- Tugas yang Diminta -
1 – Tuliskan kembali bagian teks bacaan tentang konsumsi beras tanpa mengubah satu kata pun, dimulai pada "kata guru besar" dan berakhir pada "sudah sangat banyak.".
2 – Jawablah pertanyaan berikut berdasarkan teks bacaan tentang konsumsi beras.
(a) Berapa rata-rata konsumsi beras Indonesia per kapita per tahun?
(b) Menurut Prof Dr Made Astawan, berapa angka konsumsi yang ideal per kapita per tahun jika diukur dari jumlah penduduk?
(c) Berapa kali dalam setahun masa tanam padi di Jepang?

- Teks Bacaan -
....................

Bogor, Jawa Barat (Antara Bali) - Guru Besar IPB, Prof Dr Made Astawan,
mengingatkan Indonesia dapat menghadapi ancaman jebakan pangan jika
tidak diantisipasi karena sejak 2005 mayoritas penduduk memiliki tingkat
konsumsi sangat tinggi terhadap beras dan sagu dibanding negara lain.
"Jika negara hanya bertumpu pada dua pangan pokok ini saja, apalagi
bahan pangan itu diimpor maka Indonesia akan menghadapi jebakan pangan,"
kata guru besar Departemen Ilmu dan Teknologi Pangan IPB itu, di Bogor,
Minggu.
Dia menjelaskan, tingkat konsumsi beras Indonesia rata-rata 120 kg
perkapita per tahun. Jumlah itu sangat tinggi dibandingkan Jepang dan
Malaysia hanya 60 kg perkapita per tahun.
"Jika diukur dari jumlah penduduk, idealnya 90 kg perkapita per
tahun, ini sudah normal. Kalau 120 kg perkapita per tahun itu masih
tinggi," katanya. Tidaklah usah di tingkat nasional, di tingkat Provinsi
Jawa Barat saja, jumlah keperluannya sudah sangat banyak.
Ia mencontohkan Jepang yang konsumsi per kapitanya hanya 60 kg, dan
masa tanam padi hanya setahun sekali tetapi masih bisa ekspor beras,
sementara Indonesia, tingkat konsumsi tinggi, dan perlu impor.

....................

- Data yang Diberikan -
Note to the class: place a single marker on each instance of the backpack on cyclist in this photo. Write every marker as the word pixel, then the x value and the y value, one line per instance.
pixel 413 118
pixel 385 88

....................

- Jawaban Setiap Tugas -
1 –
kata guru besar Departemen Ilmu dan Teknologi Pangan IPB itu, di Bogor,
Minggu.
Dia menjelaskan, tingkat konsumsi beras Indonesia rata-rata 120 kg
perkapita per tahun. Jumlah itu sangat tinggi dibandingkan Jepang dan
Malaysia hanya 60 kg perkapita per tahun.
"Jika diukur dari jumlah penduduk, idealnya 90 kg perkapita per
tahun, ini sudah normal. Kalau 120 kg perkapita per tahun itu masih
tinggi," katanya. Tidaklah usah di tingkat nasional, di tingkat Provinsi
Jawa Barat saja, jumlah keperluannya sudah sangat banyak.

2 –
(a) 120 kg per kapita per tahun.
(b) 90 kg per kapita per tahun.
(c) Hanya setahun sekali.